··· PAGE EXCERPT ···
So You Think You're Funny? Final 2019 | Edinburgh Fringe review by Steve Bennett

So You Think You're Funny? Final 2019

Note: This review is from 2019

Edinburgh Fringe review by Steve Bennett

At 32 years old, So You Think You’re Funny? has been going for much longer than most of last night’s finalists have been alive. But while it’s the most established, the stand-ups it showcases are the least established, looking for baby comics in their first year or so of comedy. 

Inevitably that means many are unpolished with judges wit (including Jenny Eclair, pictured above with the finalists) looking for potential more than anything else. But this year’s crop were a fairly assured bunch.

That’s certainly true of Fady Kassab, who has you hooked from his first sentence when he reveals he lived amid the Lebanese war for 17 years. And he has you laughing in the second with a cracking joke about the invading force.

That set the tone for his set: proper gags – often puns – and a backstory you want to hear. Whenever he performs his solo festival debut, the publicity will sort itself out. One or two of the tales fizzle out, but Kassab, now living in Australia, has got the confidence of a man unfazed by a comedy gig after he’s encountered Israeli tanks. Maybe it was because he was in the dreaded first slot, but he can think himself unlucky not to have placed tonight.

Charlie George grew up in a hostile environment, too: Swindon. And her ideological enemy was her mum, a Daily Mail-reading Jehovah’s Witness. George has a dark sense of humour about this upbringing, as well as a wry take on her ethnicity. 

 She opened with joke about a strap-on, which was uncharacteristically cheap. But the bulk of her set – about teenage sexuality and the angst of knocking on the door of a girl she fancied to try to sell the religious magazine The Watchtower – was more personal, engaging and funny. It secured her second place.

In her denim jumpsuit, Claire Haus comes out looking like the Rosie The Riveter of comedy. That, and her instant sass, suggests she’s ready to get down to business.
··· INFORMATION SHOWN ···
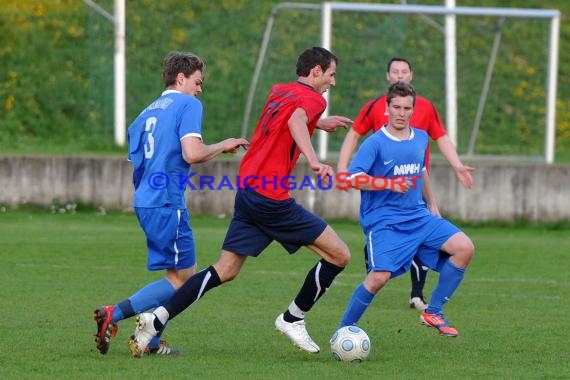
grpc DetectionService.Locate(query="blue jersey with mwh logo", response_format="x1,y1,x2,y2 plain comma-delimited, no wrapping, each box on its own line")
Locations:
348,127,429,231
128,90,203,209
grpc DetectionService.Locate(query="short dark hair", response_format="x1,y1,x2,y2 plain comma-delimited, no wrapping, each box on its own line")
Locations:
386,57,414,73
386,82,416,105
297,46,338,77
162,51,206,87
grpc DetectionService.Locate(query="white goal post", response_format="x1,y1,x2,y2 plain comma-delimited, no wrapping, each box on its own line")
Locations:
242,2,560,164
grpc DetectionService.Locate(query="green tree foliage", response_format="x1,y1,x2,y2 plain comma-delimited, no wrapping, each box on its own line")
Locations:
0,0,570,160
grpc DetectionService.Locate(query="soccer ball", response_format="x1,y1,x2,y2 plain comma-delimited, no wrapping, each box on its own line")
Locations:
331,326,370,362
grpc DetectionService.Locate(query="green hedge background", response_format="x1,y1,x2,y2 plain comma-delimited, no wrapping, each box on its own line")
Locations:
0,0,570,162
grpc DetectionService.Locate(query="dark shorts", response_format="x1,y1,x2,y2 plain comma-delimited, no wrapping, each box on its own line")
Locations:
135,207,196,271
222,189,327,256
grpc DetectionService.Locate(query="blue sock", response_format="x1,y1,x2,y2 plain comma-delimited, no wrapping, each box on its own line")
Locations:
113,278,176,321
426,259,465,314
339,283,374,328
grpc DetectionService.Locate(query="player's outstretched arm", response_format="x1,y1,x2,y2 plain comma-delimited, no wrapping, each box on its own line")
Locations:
337,128,362,173
182,136,249,164
287,108,334,185
436,135,475,189
422,170,441,217
317,115,353,132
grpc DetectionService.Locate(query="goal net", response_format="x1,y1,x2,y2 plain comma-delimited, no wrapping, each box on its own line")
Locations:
242,3,559,162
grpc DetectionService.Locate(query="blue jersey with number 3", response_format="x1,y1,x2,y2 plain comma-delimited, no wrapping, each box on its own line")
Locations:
348,127,429,232
128,90,203,209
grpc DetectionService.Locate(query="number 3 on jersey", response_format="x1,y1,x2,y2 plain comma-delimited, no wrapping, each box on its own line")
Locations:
144,117,157,159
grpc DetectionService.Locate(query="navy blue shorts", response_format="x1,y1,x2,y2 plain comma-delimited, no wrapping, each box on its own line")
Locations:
366,214,461,278
135,207,196,271
222,189,327,256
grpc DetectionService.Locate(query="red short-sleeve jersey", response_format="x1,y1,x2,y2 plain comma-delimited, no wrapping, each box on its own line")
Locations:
239,82,326,200
352,95,446,168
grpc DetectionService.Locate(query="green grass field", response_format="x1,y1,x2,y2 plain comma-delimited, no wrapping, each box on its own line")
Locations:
0,211,570,380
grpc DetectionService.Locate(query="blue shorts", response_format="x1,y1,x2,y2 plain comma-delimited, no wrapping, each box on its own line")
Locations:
135,207,196,271
223,189,327,256
366,214,461,278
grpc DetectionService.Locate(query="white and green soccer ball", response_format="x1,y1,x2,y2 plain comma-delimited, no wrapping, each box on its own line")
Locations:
331,326,370,363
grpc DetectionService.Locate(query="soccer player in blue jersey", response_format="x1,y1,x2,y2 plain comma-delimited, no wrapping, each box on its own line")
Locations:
131,47,351,357
94,52,248,355
340,82,474,337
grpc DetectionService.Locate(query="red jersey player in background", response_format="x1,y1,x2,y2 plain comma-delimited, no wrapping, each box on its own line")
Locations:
337,57,475,310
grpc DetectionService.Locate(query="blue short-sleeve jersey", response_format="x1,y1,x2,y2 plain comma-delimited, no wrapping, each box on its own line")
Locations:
128,90,203,209
348,127,429,231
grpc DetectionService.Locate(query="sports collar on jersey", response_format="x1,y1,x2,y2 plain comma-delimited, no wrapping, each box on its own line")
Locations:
380,125,414,141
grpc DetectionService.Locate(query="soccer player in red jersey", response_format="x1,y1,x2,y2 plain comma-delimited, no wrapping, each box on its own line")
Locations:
130,47,352,357
337,57,474,310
···
◆ **WRITTEN EXERCISE**: Print the passage of the comedy review starting with "At 32 years" and going on through "the invading force.", with every word kept as it stands.

◆ **WRITTEN RESPONSE**:
At 32 years old, So You Think You’re Funny? has been going for much longer than most of last night’s finalists have been alive. But while it’s the most established, the stand-ups it showcases are the least established, looking for baby comics in their first year or so of comedy. 

Inevitably that means many are unpolished with judges wit (including Jenny Eclair, pictured above with the finalists) looking for potential more than anything else. But this year’s crop were a fairly assured bunch.

That’s certainly true of Fady Kassab, who has you hooked from his first sentence when he reveals he lived amid the Lebanese war for 17 years. And he has you laughing in the second with a cracking joke about the invading force.